DATA FOR REVIEW:
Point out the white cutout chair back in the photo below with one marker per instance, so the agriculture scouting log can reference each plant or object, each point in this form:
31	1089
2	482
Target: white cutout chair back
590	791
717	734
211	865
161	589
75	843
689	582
* * *
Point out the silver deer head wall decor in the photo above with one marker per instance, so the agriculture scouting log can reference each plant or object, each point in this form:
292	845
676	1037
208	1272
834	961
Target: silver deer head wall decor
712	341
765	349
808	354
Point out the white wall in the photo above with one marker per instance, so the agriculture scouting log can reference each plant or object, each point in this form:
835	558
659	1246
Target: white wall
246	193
--
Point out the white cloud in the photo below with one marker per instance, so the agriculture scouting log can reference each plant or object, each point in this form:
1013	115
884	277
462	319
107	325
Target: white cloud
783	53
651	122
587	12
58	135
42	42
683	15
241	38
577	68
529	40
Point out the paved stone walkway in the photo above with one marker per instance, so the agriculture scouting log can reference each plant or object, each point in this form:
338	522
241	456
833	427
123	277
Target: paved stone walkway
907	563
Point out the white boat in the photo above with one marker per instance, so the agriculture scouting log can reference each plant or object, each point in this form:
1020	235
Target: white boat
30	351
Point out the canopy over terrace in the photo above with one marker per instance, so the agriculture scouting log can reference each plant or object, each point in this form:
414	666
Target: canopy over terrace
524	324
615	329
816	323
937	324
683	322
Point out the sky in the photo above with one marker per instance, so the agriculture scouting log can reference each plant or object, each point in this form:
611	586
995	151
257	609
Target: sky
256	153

TASK GOAL: For the word "above", say how many lines of the listing contain it; give the number alone.

RESPONSE BOX: 6